- _EXCERPT TO READ_:
•••••
DEAR MISS MANNERS: What is the proper response to give through a closed public bathroom door when an unknown person knocks?

GENTLE READER: “Occupied!”

And, if at all possible, “I’ll just be another minute.”

DEAR MISS MANNERS: I work at a law firm as an assistant. With everyone working from home, I received several emailed gift cards and online payments from attorneys as holiday gifts.

After the new year started, an attorney called to say he forgot to send me and a co-worker gifts and asked for our handles for monetary transactions. He also asked for the average dollar amount of the other holiday gifts we’ve received.

Without thinking, I gave him the honest, wide range ($25-$2,000) of what I received this year. And although someone with his title would probably give me an amount closer to the lower end, I didn’t think to say so and am now kicking myself for even choosing to answer the question at all.
•••••
- _SUPPLIED MATERIAL_:
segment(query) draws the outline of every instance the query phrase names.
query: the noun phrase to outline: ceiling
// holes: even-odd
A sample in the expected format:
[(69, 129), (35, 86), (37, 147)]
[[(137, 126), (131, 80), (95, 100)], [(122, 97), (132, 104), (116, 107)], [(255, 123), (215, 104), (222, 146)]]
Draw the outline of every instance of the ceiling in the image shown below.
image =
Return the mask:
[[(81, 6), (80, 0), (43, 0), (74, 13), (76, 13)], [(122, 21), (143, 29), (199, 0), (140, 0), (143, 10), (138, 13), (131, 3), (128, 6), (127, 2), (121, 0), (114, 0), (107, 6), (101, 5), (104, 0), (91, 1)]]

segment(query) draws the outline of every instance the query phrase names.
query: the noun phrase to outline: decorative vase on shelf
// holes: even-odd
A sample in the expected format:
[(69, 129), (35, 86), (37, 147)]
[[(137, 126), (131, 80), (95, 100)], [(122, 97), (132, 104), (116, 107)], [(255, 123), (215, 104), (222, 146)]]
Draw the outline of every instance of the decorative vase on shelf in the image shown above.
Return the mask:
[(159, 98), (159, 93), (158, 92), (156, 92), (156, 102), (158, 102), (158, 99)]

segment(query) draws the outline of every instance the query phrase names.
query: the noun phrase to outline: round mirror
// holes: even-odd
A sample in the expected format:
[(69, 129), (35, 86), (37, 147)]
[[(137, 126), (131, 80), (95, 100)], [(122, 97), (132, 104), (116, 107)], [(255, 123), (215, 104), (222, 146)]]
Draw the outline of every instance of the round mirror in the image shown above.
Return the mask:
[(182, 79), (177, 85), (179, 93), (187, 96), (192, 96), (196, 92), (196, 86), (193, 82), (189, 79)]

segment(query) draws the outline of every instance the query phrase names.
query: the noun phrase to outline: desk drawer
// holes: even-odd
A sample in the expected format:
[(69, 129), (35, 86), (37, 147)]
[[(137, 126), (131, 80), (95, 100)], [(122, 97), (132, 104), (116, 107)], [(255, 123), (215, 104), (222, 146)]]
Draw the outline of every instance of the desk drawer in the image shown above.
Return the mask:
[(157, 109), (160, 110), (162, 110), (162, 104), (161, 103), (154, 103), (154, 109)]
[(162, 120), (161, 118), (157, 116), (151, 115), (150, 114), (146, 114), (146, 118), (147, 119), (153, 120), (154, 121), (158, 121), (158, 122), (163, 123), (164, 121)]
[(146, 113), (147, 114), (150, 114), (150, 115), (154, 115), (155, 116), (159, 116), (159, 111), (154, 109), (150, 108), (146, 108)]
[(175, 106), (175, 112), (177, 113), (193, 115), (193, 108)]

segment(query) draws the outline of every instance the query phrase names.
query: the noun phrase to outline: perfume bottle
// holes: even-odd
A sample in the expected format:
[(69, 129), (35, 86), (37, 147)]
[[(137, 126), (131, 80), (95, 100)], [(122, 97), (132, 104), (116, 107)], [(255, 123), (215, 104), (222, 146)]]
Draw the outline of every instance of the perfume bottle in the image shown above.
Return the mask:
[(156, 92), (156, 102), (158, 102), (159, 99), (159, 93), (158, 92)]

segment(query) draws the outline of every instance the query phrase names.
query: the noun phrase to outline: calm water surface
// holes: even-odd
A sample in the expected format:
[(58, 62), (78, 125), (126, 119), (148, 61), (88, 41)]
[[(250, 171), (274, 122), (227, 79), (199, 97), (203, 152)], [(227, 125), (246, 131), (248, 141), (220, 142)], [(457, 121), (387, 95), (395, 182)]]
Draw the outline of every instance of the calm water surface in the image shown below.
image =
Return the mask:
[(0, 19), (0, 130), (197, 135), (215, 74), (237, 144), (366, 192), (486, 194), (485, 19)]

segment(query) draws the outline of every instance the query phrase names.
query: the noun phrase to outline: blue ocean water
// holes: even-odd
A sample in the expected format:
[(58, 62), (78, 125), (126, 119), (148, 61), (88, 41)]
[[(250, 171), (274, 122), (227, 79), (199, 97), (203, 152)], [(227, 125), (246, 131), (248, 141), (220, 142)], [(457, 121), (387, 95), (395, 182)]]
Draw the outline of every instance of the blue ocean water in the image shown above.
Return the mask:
•••••
- _TASK LIST_:
A: In the advice column, what dollar range did the assistant tell the attorney they had received in holiday gifts?
B: Copy the advice column word for word from "DEAR MISS MANNERS: I" to "question at all.".

- _ANSWERS TO THE TASKS_:
A: $25 to $2,000.

B:
DEAR MISS MANNERS: I work at a law firm as an assistant. With everyone working from home, I received several emailed gift cards and online payments from attorneys as holiday gifts.

After the new year started, an attorney called to say he forgot to send me and a co-worker gifts and asked for our handles for monetary transactions. He also asked for the average dollar amount of the other holiday gifts we’ve received.

Without thinking, I gave him the honest, wide range ($25-$2,000) of what I received this year. And although someone with his title would probably give me an amount closer to the lower end, I didn’t think to say so and am now kicking myself for even choosing to answer the question at all.